* **TASK TO CARRY OUT**
Return each line below that contains the string "tree". Case counts.

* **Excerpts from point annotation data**
━━━━━━━━━━

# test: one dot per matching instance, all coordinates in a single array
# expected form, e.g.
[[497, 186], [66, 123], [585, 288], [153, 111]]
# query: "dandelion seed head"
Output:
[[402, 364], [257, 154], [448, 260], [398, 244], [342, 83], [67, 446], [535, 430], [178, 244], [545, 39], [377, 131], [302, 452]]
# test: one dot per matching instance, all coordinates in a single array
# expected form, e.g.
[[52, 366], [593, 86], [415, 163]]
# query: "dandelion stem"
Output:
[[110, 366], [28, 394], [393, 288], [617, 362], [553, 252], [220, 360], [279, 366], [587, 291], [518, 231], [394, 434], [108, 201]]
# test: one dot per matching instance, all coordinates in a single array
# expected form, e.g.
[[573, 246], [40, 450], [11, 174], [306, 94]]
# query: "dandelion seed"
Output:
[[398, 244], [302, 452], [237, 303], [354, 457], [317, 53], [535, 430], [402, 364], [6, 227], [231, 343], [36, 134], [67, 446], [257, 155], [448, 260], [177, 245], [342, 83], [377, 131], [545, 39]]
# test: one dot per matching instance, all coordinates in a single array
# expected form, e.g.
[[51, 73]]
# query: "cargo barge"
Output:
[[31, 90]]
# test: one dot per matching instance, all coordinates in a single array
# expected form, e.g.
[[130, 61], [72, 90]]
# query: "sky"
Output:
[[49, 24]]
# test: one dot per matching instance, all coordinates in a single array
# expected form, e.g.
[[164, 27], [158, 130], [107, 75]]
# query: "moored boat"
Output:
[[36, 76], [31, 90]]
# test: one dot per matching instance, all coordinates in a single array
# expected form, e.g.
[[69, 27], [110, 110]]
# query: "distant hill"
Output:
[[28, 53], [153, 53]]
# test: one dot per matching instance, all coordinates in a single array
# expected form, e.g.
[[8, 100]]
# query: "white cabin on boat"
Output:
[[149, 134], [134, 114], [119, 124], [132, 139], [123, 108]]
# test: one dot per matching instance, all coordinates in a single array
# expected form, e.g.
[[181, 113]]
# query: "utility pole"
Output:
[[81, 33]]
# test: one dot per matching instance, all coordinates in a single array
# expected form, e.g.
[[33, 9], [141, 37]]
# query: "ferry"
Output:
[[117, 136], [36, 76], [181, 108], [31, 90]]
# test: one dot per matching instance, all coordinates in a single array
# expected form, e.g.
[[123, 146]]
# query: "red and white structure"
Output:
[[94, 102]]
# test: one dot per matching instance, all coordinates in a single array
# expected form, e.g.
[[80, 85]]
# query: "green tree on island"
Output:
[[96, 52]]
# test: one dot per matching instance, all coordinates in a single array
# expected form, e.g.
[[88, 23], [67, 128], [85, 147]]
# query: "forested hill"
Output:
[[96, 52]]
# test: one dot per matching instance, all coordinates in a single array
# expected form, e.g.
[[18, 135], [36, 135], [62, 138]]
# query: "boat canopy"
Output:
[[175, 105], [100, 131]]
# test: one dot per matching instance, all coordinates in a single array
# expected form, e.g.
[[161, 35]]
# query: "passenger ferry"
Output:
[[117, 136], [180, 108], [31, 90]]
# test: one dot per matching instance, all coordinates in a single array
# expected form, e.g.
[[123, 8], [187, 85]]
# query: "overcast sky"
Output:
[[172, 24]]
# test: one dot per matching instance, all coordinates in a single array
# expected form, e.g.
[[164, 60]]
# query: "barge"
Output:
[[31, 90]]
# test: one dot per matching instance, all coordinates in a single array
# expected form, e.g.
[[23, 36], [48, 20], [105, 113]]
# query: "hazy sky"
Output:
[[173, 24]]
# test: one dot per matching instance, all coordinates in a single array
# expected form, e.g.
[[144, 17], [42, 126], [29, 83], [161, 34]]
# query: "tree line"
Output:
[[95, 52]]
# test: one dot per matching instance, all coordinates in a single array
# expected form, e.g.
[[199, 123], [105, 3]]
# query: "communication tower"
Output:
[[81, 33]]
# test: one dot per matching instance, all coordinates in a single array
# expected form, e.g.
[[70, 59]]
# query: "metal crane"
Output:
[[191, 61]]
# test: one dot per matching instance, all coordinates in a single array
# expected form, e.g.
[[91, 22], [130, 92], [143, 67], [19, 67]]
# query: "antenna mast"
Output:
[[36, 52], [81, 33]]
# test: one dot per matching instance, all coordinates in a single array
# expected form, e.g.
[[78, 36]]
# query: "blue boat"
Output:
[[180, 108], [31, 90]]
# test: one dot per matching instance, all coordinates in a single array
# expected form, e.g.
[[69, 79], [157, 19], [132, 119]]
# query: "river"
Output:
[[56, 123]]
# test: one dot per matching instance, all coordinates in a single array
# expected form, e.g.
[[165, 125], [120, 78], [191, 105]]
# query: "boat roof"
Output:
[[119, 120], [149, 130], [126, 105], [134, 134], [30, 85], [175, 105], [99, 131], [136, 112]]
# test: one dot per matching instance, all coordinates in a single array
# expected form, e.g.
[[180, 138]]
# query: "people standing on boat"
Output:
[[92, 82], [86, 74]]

━━━━━━━━━━

* **SOLVED EXERCISE**
# query: "green tree on island"
# query: "tree line"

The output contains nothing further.